* [What needs to be done]: Based on the entries below, how many lines contain the word "chair"? Respond with only the number.

* [Material provided]:
··········

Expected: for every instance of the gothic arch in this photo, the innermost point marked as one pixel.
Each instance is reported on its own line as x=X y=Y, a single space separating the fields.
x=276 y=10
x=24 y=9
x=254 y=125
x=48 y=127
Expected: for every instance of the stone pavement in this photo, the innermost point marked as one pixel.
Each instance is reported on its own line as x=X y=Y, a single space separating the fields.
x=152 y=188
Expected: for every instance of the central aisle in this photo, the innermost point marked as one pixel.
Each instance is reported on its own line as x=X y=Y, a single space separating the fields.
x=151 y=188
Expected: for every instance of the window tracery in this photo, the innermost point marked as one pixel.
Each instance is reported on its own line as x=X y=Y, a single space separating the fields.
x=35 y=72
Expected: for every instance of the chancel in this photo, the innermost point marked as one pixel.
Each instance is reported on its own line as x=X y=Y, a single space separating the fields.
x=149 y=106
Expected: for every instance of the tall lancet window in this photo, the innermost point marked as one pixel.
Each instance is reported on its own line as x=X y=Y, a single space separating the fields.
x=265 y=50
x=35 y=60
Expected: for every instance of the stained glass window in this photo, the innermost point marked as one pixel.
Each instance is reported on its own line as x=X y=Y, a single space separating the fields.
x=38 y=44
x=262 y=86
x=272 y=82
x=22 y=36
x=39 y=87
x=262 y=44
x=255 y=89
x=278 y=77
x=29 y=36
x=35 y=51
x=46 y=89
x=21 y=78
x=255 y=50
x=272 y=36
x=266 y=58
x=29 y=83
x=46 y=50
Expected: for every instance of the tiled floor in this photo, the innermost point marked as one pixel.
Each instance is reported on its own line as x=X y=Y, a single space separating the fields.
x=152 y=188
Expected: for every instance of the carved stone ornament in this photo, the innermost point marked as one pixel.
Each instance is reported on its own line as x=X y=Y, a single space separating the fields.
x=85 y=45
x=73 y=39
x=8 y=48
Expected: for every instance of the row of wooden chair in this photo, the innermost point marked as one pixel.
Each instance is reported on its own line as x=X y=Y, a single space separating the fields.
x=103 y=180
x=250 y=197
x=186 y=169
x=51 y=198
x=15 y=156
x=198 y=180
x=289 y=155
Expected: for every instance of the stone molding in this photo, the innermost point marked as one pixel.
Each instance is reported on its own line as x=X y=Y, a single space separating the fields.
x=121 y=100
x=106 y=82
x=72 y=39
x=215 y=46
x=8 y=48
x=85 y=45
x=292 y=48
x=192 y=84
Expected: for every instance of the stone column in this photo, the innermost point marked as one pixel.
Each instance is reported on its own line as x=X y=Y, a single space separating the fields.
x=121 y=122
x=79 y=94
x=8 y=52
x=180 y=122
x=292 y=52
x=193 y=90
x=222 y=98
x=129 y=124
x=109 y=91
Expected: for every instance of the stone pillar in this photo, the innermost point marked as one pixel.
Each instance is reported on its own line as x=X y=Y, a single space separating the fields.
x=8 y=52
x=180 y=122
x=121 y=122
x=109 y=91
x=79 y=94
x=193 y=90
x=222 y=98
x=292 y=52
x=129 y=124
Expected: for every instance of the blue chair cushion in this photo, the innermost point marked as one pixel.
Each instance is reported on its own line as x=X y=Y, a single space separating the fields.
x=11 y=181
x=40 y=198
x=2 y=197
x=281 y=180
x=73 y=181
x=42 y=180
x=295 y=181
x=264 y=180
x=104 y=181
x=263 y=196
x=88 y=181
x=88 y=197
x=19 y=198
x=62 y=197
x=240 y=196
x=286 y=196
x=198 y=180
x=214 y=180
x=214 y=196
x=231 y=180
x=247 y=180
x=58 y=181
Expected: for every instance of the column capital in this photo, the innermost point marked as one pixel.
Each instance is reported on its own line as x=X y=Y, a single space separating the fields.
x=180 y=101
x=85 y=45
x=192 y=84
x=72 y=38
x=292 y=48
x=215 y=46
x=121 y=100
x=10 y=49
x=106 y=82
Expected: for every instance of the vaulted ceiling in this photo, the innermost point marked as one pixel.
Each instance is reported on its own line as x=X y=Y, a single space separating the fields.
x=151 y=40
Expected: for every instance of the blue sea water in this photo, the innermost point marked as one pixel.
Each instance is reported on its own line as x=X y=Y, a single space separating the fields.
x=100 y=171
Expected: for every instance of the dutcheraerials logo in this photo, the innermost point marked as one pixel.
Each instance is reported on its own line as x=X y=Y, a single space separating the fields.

··········

* [Solution for this problem]: 2